> _Goal_
Present the listing below as a numbered list, one line per item, leaving out the blank lines and the pictures.

> _Extracted material_
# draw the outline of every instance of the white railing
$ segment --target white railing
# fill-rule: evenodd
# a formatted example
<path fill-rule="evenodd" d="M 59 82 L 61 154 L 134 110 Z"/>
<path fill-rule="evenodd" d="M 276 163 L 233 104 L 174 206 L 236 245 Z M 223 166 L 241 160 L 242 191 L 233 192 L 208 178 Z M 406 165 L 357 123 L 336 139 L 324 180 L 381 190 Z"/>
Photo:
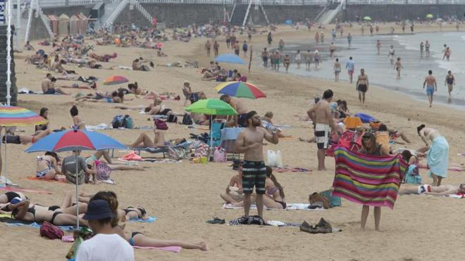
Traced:
<path fill-rule="evenodd" d="M 464 5 L 465 0 L 347 0 L 347 6 L 356 5 Z"/>
<path fill-rule="evenodd" d="M 104 27 L 109 27 L 113 22 L 115 21 L 115 20 L 118 18 L 118 15 L 121 13 L 121 12 L 124 10 L 124 8 L 128 6 L 129 4 L 128 0 L 123 0 L 120 2 L 120 4 L 116 6 L 116 8 L 111 13 L 111 15 L 108 17 L 108 18 L 105 21 L 104 23 Z"/>

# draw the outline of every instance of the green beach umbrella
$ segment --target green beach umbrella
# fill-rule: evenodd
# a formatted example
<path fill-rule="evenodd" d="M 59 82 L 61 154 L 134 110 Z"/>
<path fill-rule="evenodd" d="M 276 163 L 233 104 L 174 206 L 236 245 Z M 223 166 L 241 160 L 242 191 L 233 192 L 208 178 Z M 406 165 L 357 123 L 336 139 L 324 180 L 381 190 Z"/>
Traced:
<path fill-rule="evenodd" d="M 231 106 L 217 98 L 199 100 L 185 108 L 186 111 L 208 115 L 236 115 L 237 112 Z"/>

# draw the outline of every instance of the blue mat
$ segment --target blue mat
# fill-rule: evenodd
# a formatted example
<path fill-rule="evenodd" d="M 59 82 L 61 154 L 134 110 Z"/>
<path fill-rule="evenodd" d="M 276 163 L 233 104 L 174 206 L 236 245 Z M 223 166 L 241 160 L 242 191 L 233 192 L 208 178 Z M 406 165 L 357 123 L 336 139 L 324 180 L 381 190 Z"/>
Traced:
<path fill-rule="evenodd" d="M 143 222 L 143 223 L 153 223 L 156 220 L 156 217 L 149 217 L 149 219 L 142 219 L 141 218 L 138 218 L 137 219 L 130 219 L 129 220 L 130 222 Z"/>

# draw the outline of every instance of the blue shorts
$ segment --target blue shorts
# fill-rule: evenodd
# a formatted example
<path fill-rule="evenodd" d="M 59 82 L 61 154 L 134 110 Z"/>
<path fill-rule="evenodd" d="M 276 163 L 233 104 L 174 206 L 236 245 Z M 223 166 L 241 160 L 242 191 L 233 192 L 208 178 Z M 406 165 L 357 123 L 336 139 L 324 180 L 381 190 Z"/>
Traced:
<path fill-rule="evenodd" d="M 45 91 L 44 94 L 55 94 L 56 92 L 56 91 L 55 91 L 55 89 L 50 88 L 48 90 L 46 90 L 46 91 Z"/>
<path fill-rule="evenodd" d="M 427 86 L 426 87 L 426 95 L 428 96 L 432 96 L 434 94 L 434 86 Z"/>

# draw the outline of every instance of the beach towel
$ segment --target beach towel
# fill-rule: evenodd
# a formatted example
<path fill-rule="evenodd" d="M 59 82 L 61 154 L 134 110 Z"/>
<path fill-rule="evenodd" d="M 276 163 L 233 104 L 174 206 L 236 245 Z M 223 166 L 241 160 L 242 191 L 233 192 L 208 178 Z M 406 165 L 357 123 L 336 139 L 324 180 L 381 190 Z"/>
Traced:
<path fill-rule="evenodd" d="M 394 208 L 407 169 L 402 155 L 362 155 L 341 146 L 335 151 L 335 160 L 332 196 L 362 205 Z"/>
<path fill-rule="evenodd" d="M 311 205 L 311 204 L 309 203 L 286 203 L 286 208 L 285 210 L 283 209 L 278 209 L 278 208 L 268 208 L 266 206 L 264 206 L 264 208 L 265 208 L 267 210 L 324 210 L 325 209 L 321 207 L 321 208 L 309 208 L 309 207 Z M 235 207 L 232 205 L 231 203 L 223 203 L 223 208 L 225 210 L 237 210 L 237 209 L 242 209 L 243 208 L 242 207 Z M 251 210 L 256 210 L 256 205 L 252 205 L 250 206 Z"/>
<path fill-rule="evenodd" d="M 41 182 L 68 183 L 66 178 L 60 179 L 58 180 L 55 180 L 55 179 L 39 179 L 37 177 L 30 176 L 30 177 L 26 177 L 26 179 L 29 180 L 39 180 Z"/>
<path fill-rule="evenodd" d="M 428 153 L 428 166 L 430 170 L 429 177 L 432 174 L 445 178 L 447 177 L 449 165 L 449 144 L 442 136 L 438 136 L 433 140 Z"/>
<path fill-rule="evenodd" d="M 164 250 L 164 251 L 168 251 L 173 253 L 180 253 L 181 252 L 181 248 L 182 248 L 180 246 L 166 246 L 163 248 L 156 248 L 154 246 L 134 246 L 133 248 L 137 249 L 158 249 L 159 250 Z"/>
<path fill-rule="evenodd" d="M 153 223 L 156 220 L 156 217 L 149 217 L 148 219 L 142 219 L 142 218 L 138 218 L 138 219 L 130 219 L 130 222 L 142 222 L 142 223 Z"/>

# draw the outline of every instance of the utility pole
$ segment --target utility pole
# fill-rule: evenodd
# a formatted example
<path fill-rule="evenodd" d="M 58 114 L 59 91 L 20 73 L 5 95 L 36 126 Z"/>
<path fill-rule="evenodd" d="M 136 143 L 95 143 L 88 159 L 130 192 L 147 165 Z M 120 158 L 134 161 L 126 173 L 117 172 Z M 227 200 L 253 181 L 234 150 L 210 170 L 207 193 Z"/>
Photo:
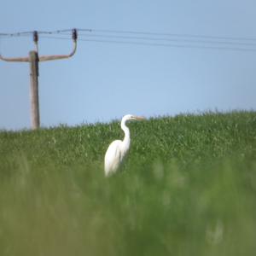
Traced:
<path fill-rule="evenodd" d="M 32 129 L 36 130 L 40 127 L 39 114 L 39 96 L 38 96 L 38 76 L 39 76 L 39 61 L 55 61 L 72 57 L 77 49 L 77 30 L 73 30 L 72 38 L 73 40 L 73 49 L 69 55 L 38 55 L 38 33 L 33 32 L 33 41 L 36 50 L 29 52 L 28 57 L 7 58 L 0 55 L 0 60 L 4 61 L 19 61 L 29 62 L 30 65 L 30 102 L 31 102 L 31 124 Z"/>

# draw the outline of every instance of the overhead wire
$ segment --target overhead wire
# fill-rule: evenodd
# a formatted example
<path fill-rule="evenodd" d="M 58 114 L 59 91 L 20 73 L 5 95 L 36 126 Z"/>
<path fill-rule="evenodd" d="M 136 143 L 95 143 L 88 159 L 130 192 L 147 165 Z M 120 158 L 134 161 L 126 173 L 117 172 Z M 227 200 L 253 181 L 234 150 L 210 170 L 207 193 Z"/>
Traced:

> _Output of the task_
1. # draw the outline of every instance of the white railing
2. $ segment --target white railing
3. # fill-rule: evenodd
4. # a formatted example
5. <path fill-rule="evenodd" d="M 59 82 L 61 154 L 134 110 Z"/>
6. <path fill-rule="evenodd" d="M 276 163 L 233 104 L 174 206 L 236 245 Z M 223 166 L 241 160 L 242 191 L 233 192 L 208 178 Z M 406 165 L 357 123 L 336 139 L 324 180 L 381 190 Z"/>
7. Photo:
8. Traced:
9. <path fill-rule="evenodd" d="M 464 5 L 465 0 L 347 0 L 347 6 L 356 5 Z"/>
10. <path fill-rule="evenodd" d="M 104 27 L 109 27 L 113 22 L 115 21 L 115 20 L 118 18 L 118 15 L 121 13 L 121 12 L 124 10 L 124 8 L 128 6 L 129 4 L 128 0 L 123 0 L 120 2 L 120 4 L 116 6 L 116 8 L 111 13 L 111 15 L 108 17 L 108 18 L 105 21 L 104 23 Z"/>
11. # draw the outline of every instance of the green beach umbrella
12. $ segment --target green beach umbrella
13. # fill-rule: evenodd
14. # a formatted example
15. <path fill-rule="evenodd" d="M 59 82 L 61 154 L 134 110 Z"/>
16. <path fill-rule="evenodd" d="M 276 163 L 233 104 L 174 206 L 236 245 Z M 223 166 L 241 160 L 242 191 L 233 192 L 208 178 Z M 406 165 L 357 123 L 336 139 L 324 180 L 381 190 Z"/>
17. Traced:
18. <path fill-rule="evenodd" d="M 231 106 L 217 98 L 199 100 L 185 108 L 186 111 L 208 115 L 236 115 L 237 112 Z"/>
19. # draw the outline of every instance of the blue mat
20. $ segment --target blue mat
21. # fill-rule: evenodd
22. # a formatted example
23. <path fill-rule="evenodd" d="M 59 82 L 61 154 L 134 110 Z"/>
24. <path fill-rule="evenodd" d="M 276 163 L 233 104 L 174 206 L 236 245 Z M 223 166 L 241 160 L 242 191 L 233 192 L 208 178 Z M 406 165 L 357 123 L 336 139 L 324 180 L 381 190 Z"/>
25. Traced:
26. <path fill-rule="evenodd" d="M 143 222 L 143 223 L 153 223 L 156 220 L 156 217 L 149 217 L 149 219 L 142 219 L 141 218 L 138 218 L 137 219 L 130 219 L 129 220 L 130 222 Z"/>
27. # draw the outline of every instance of the blue shorts
28. $ segment --target blue shorts
29. # fill-rule: evenodd
30. # a formatted example
31. <path fill-rule="evenodd" d="M 59 82 L 61 154 L 134 110 Z"/>
32. <path fill-rule="evenodd" d="M 276 163 L 233 104 L 174 206 L 236 245 Z M 223 166 L 241 160 L 242 191 L 233 192 L 208 178 Z M 406 165 L 357 123 L 336 139 L 324 180 L 381 190 Z"/>
33. Traced:
34. <path fill-rule="evenodd" d="M 45 91 L 44 94 L 55 94 L 56 92 L 56 91 L 55 91 L 55 89 L 50 88 L 48 90 L 46 90 L 46 91 Z"/>
35. <path fill-rule="evenodd" d="M 427 86 L 426 87 L 426 95 L 428 96 L 432 96 L 434 94 L 434 86 Z"/>
36. # draw the outline of every instance of the beach towel
37. $ segment --target beach towel
38. # fill-rule: evenodd
39. # a formatted example
40. <path fill-rule="evenodd" d="M 59 82 L 61 154 L 134 110 Z"/>
41. <path fill-rule="evenodd" d="M 276 163 L 233 104 L 174 206 L 236 245 Z M 223 166 L 241 160 L 242 191 L 233 192 L 208 178 Z M 406 165 L 357 123 L 336 139 L 324 180 L 381 190 Z"/>
42. Traced:
43. <path fill-rule="evenodd" d="M 394 208 L 407 169 L 402 155 L 362 155 L 341 146 L 335 151 L 335 160 L 332 196 L 362 205 Z"/>
44. <path fill-rule="evenodd" d="M 311 205 L 311 204 L 309 203 L 286 203 L 286 208 L 285 210 L 283 209 L 278 209 L 278 208 L 268 208 L 266 206 L 264 206 L 264 208 L 265 208 L 267 210 L 324 210 L 325 209 L 321 207 L 321 208 L 309 208 L 309 207 Z M 235 207 L 232 205 L 231 203 L 223 203 L 223 208 L 225 210 L 237 210 L 237 209 L 242 209 L 243 208 L 242 207 Z M 251 210 L 256 210 L 256 205 L 252 205 L 250 206 Z"/>
45. <path fill-rule="evenodd" d="M 41 182 L 68 183 L 66 178 L 60 179 L 58 180 L 55 180 L 55 179 L 39 179 L 37 177 L 30 176 L 30 177 L 26 177 L 26 179 L 29 180 L 39 180 Z"/>
46. <path fill-rule="evenodd" d="M 428 153 L 428 166 L 430 170 L 429 177 L 432 174 L 445 178 L 447 177 L 449 165 L 449 144 L 442 136 L 438 136 L 433 140 Z"/>
47. <path fill-rule="evenodd" d="M 164 250 L 164 251 L 168 251 L 173 253 L 180 253 L 181 252 L 181 248 L 182 248 L 180 246 L 166 246 L 163 248 L 156 248 L 154 246 L 134 246 L 133 248 L 137 249 L 158 249 L 159 250 Z"/>
48. <path fill-rule="evenodd" d="M 153 223 L 156 220 L 156 217 L 149 217 L 148 219 L 142 219 L 142 218 L 138 218 L 138 219 L 130 219 L 130 222 L 142 222 L 142 223 Z"/>
49. # draw the outline of every instance of the utility pole
50. $ segment --target utility pole
51. # fill-rule: evenodd
52. # a formatted example
53. <path fill-rule="evenodd" d="M 58 114 L 59 91 L 20 73 L 5 95 L 36 126 Z"/>
54. <path fill-rule="evenodd" d="M 136 143 L 95 143 L 88 159 L 130 192 L 147 165 Z M 120 158 L 134 161 L 126 173 L 117 172 Z M 227 200 L 253 181 L 234 150 L 210 170 L 207 193 Z"/>
55. Photo:
56. Traced:
57. <path fill-rule="evenodd" d="M 32 129 L 36 130 L 40 127 L 39 114 L 39 96 L 38 96 L 38 76 L 39 76 L 39 61 L 55 61 L 72 57 L 77 49 L 77 30 L 73 30 L 72 38 L 73 40 L 73 49 L 69 55 L 38 55 L 38 33 L 33 32 L 33 41 L 36 50 L 29 52 L 28 57 L 7 58 L 0 55 L 0 60 L 4 61 L 19 61 L 29 62 L 30 65 L 30 102 L 31 102 L 31 124 Z"/>
58. # draw the outline of every instance of the overhead wire
59. $ segment --target overhead wire
60. # fill-rule: evenodd
61. # a formatted example
62. <path fill-rule="evenodd" d="M 58 114 L 59 91 L 20 73 L 5 95 L 36 126 Z"/>
63. <path fill-rule="evenodd" d="M 136 143 L 95 143 L 88 159 L 130 192 L 147 165 Z M 120 158 L 134 161 L 126 173 L 117 172 Z M 227 200 L 253 181 L 234 150 L 210 170 L 207 193 Z"/>
64. Traced:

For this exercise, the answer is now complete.